[Point labeling examples]
+-------+

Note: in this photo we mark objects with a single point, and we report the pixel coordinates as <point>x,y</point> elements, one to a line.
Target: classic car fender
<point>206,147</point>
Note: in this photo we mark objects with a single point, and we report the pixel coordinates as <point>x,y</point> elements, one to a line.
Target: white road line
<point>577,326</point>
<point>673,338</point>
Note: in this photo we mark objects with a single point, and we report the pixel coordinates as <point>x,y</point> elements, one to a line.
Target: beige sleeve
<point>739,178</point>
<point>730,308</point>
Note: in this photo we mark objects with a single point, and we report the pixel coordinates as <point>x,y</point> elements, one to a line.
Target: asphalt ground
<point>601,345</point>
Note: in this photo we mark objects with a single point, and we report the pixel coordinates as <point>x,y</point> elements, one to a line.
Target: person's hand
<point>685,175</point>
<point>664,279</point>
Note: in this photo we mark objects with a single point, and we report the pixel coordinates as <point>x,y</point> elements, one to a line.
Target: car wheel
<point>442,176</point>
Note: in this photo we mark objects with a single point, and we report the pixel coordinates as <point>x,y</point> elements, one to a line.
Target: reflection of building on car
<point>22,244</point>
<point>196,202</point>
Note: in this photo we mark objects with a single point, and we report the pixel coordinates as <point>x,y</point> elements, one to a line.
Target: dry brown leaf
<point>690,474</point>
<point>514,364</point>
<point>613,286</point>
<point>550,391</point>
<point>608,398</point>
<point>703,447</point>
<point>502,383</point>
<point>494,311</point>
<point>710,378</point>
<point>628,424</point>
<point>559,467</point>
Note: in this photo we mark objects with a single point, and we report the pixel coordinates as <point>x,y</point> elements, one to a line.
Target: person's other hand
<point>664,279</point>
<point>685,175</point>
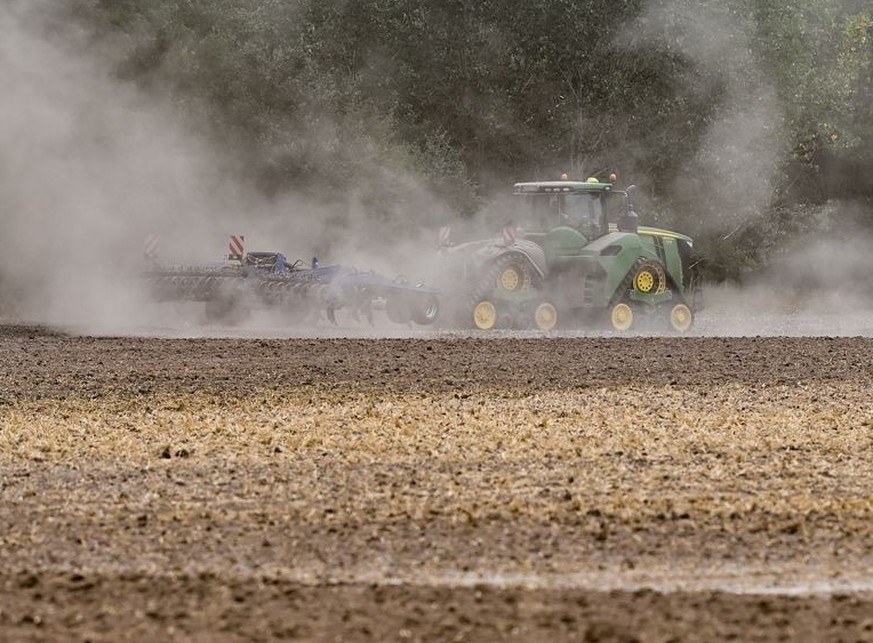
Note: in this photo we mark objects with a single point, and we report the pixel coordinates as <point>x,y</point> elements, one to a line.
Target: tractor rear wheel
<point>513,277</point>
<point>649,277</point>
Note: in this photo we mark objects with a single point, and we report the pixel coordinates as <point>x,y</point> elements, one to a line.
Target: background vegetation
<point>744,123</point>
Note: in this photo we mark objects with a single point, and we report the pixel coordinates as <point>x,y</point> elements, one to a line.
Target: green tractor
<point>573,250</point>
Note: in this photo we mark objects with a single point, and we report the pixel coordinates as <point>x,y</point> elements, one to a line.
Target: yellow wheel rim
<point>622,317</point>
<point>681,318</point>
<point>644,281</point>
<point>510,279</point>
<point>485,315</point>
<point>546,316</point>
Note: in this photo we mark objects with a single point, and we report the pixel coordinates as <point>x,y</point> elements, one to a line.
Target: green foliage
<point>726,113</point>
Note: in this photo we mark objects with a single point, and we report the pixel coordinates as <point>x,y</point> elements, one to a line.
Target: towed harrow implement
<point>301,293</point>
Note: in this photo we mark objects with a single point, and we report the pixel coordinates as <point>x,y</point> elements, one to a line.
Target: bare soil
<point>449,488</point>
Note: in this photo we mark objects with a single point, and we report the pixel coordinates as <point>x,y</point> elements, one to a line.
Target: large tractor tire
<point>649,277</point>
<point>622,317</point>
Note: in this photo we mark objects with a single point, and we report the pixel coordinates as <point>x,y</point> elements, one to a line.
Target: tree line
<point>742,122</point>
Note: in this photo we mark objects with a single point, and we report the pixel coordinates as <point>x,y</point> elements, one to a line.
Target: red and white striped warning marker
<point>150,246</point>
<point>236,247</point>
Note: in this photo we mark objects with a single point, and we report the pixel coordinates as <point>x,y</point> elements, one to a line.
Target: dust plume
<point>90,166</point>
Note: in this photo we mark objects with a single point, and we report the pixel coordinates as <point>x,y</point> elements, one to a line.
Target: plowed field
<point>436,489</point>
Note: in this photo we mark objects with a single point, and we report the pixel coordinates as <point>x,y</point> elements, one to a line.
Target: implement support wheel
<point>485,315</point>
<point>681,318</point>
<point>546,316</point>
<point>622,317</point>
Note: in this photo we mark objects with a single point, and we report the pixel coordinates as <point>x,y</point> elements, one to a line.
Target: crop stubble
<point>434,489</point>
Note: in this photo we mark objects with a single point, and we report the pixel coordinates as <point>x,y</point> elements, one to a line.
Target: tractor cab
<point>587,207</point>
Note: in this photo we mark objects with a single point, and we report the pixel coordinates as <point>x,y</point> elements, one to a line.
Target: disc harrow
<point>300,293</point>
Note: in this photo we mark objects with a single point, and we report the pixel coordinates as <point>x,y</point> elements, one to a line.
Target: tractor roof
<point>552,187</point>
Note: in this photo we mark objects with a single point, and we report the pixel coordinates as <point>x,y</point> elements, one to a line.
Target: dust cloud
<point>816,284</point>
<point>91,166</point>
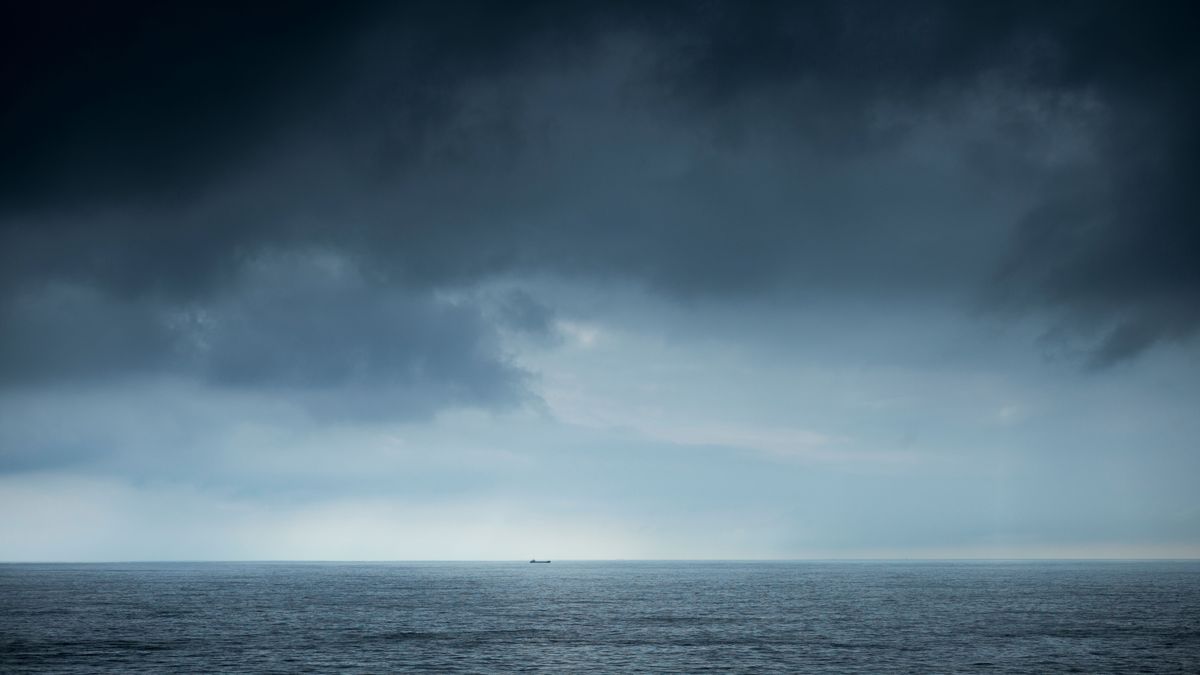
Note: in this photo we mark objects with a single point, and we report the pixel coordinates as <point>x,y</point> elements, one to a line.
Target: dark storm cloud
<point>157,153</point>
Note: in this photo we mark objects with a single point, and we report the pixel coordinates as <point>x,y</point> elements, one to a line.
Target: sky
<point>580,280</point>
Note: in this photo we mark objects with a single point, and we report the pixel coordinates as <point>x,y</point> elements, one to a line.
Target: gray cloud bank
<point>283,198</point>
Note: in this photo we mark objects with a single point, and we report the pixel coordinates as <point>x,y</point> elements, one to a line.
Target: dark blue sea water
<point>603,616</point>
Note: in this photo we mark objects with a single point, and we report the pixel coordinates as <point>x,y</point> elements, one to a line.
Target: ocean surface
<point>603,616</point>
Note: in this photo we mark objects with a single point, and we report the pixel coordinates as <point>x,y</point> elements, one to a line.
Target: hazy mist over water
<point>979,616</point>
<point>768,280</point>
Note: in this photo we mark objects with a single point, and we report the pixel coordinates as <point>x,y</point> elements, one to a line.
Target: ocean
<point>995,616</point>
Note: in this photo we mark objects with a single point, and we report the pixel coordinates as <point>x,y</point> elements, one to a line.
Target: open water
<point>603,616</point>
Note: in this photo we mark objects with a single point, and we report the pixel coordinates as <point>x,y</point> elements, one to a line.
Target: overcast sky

+-------+

◆ PROBLEM DETAILS: Rename "Target" to "Object" throughout the entries above and write all of them out again with nothing else changed. Leave the pictures out.

◆ THE REPLY:
Note: in this photo we mark objects with a single point, and we report the pixel coordinates as <point>x,y</point> elements, one to a line.
Object: classic car fender
<point>206,147</point>
Note: in this photo we mark objects with a single point, and we report the pixel coordinates as <point>x,y</point> elements, one to a line.
Object: white road line
<point>577,326</point>
<point>673,338</point>
Note: in this photo we mark objects with a single point, and we report the pixel coordinates as <point>x,y</point> elements, one to a line.
Object: beige sleeve
<point>739,178</point>
<point>730,308</point>
Note: in this photo we mark objects with a single point, and we report the pixel coordinates as <point>x,y</point> elements, one to a line.
Object: asphalt ground
<point>601,345</point>
Note: in this photo we mark objects with a single point, and we report the pixel coordinates as <point>x,y</point> elements, one to a line.
Object: person's hand
<point>685,175</point>
<point>664,279</point>
Note: in this photo we mark objects with a single point, and we report the pixel coordinates as <point>x,y</point> elements, one to a line.
Object: car wheel
<point>442,176</point>
Note: in this photo we mark objects with a single point, and we report the pixel coordinates as <point>x,y</point> elements, one to a line.
Object: reflection of building on car
<point>22,244</point>
<point>196,202</point>
Note: in this photo we mark objects with a single point, and we report the pixel coordinates as <point>x,y</point> elements, one to a line.
Object: dry brown leaf
<point>690,474</point>
<point>514,364</point>
<point>613,286</point>
<point>550,391</point>
<point>608,398</point>
<point>703,447</point>
<point>502,383</point>
<point>494,311</point>
<point>710,378</point>
<point>628,424</point>
<point>559,467</point>
Note: in this photo we mark objects with a single point, and we report the pixel coordinates as <point>x,y</point> elements, one to a line.
Object: person's other hand
<point>664,279</point>
<point>685,175</point>
Note: in this photo we mark objects with a single point, and we report the pixel coordinates as <point>x,y</point> elements, one to a line.
Object: tractor rear wheel
<point>513,277</point>
<point>649,277</point>
Note: in this photo we mark objects with a single point, and we report the pixel coordinates as <point>x,y</point> elements, one to a line.
Object: background vegetation
<point>744,123</point>
Note: in this photo we mark objects with a single point, and we report the pixel coordinates as <point>x,y</point> elements, one to a line.
Object: green tractor
<point>573,250</point>
Note: in this photo we mark objects with a single point, and we report the pixel coordinates as <point>x,y</point> elements, one to a line.
Object: yellow wheel rim
<point>622,317</point>
<point>681,318</point>
<point>644,281</point>
<point>510,279</point>
<point>485,315</point>
<point>546,316</point>
Note: in this photo we mark objects with a single point, and we report the pixel coordinates as <point>x,y</point> elements, one to a line.
Object: green foliage
<point>726,113</point>
Note: in this photo we mark objects with a single point, and we report the pixel coordinates as <point>x,y</point> elements, one to a line.
Object: towed harrow implement
<point>301,293</point>
Note: in this photo we mark objects with a single point, and we report the pixel coordinates as <point>x,y</point> elements, one to a line.
Object: bare soil
<point>449,488</point>
Note: in this photo we mark objects with a single point, and we report the pixel coordinates as <point>x,y</point> elements, one to a line.
Object: large tractor tire
<point>649,277</point>
<point>622,317</point>
Note: in this photo we mark objects with a single point, and we report the pixel coordinates as <point>x,y</point> elements, one to a line.
Object: tree line
<point>742,122</point>
Note: in this photo we mark objects with a single point, and we report the pixel coordinates as <point>x,y</point> elements, one to a line.
Object: red and white striped warning marker
<point>150,246</point>
<point>236,247</point>
Note: in this photo we mark objects with a single point, and we report the pixel coordinates as <point>x,y</point> elements, one to a line.
Object: dust plume
<point>90,166</point>
Note: in this photo we mark objects with a single point, and we report the pixel coordinates as <point>x,y</point> elements, one to a line.
Object: plowed field
<point>436,489</point>
Note: in this photo we mark objects with a single point, and we report the pixel coordinates as <point>x,y</point> elements, one to a line.
Object: implement support wheel
<point>485,315</point>
<point>681,318</point>
<point>546,316</point>
<point>622,317</point>
Note: in this photo we mark objects with a single point, and we report the pixel coordinates as <point>x,y</point> elements, one to a line.
Object: crop stubble
<point>434,489</point>
Note: in this photo we mark objects with a single point, and we report the pixel coordinates as <point>x,y</point> elements, one to a line.
Object: tractor cab
<point>587,207</point>
Note: in this photo we mark objects with a single point, and we report the pixel coordinates as <point>x,y</point> elements, one to a line.
Object: disc harrow
<point>300,293</point>
Note: in this photo we mark objects with a single point, and we report the pixel coordinates as <point>x,y</point> elements, one to a line.
Object: tractor roof
<point>552,187</point>
Note: in this photo we mark objects with a single point, and we report the pixel coordinates as <point>x,y</point> elements, one to a line.
Object: dust cloud
<point>816,284</point>
<point>91,166</point>
Note: in this photo we mark objects with a single point, and we report the pixel coordinates as <point>x,y</point> elements, one to a line.
Object: dark storm cloud
<point>157,153</point>
Note: in this photo we mark objects with a single point, and we report the pixel coordinates as <point>x,y</point> elements, one to a line.
Object: sky
<point>580,280</point>
Note: in this photo we mark objects with a single point, and we report the pixel coordinates as <point>x,y</point> elements, one to a line.
Object: gray cloud bank
<point>283,198</point>
Note: in this photo we mark objects with a single point, and we report the pixel coordinates as <point>x,y</point> elements, one to a line.
Object: dark blue sea water
<point>603,616</point>
Note: in this photo we mark objects with a single point, and we report the pixel coordinates as <point>x,y</point> elements, one to a line.
Object: ocean surface
<point>603,616</point>
Note: in this photo we mark objects with a single point, and we report the pixel coordinates as <point>x,y</point> elements, one to a line.
Object: hazy mist over water
<point>979,616</point>
<point>768,280</point>
Note: in this photo we mark objects with a single point, and we report the pixel coordinates as <point>x,y</point> elements, one to a line.
Object: ocean
<point>995,616</point>
Note: in this photo we mark objects with a single point, and we report the pixel coordinates as <point>x,y</point> elements, one to a line.
Object: open water
<point>603,616</point>
Note: in this photo we mark objects with a single point, and we report the pixel coordinates as <point>x,y</point> elements, one to a line.
Object: overcast sky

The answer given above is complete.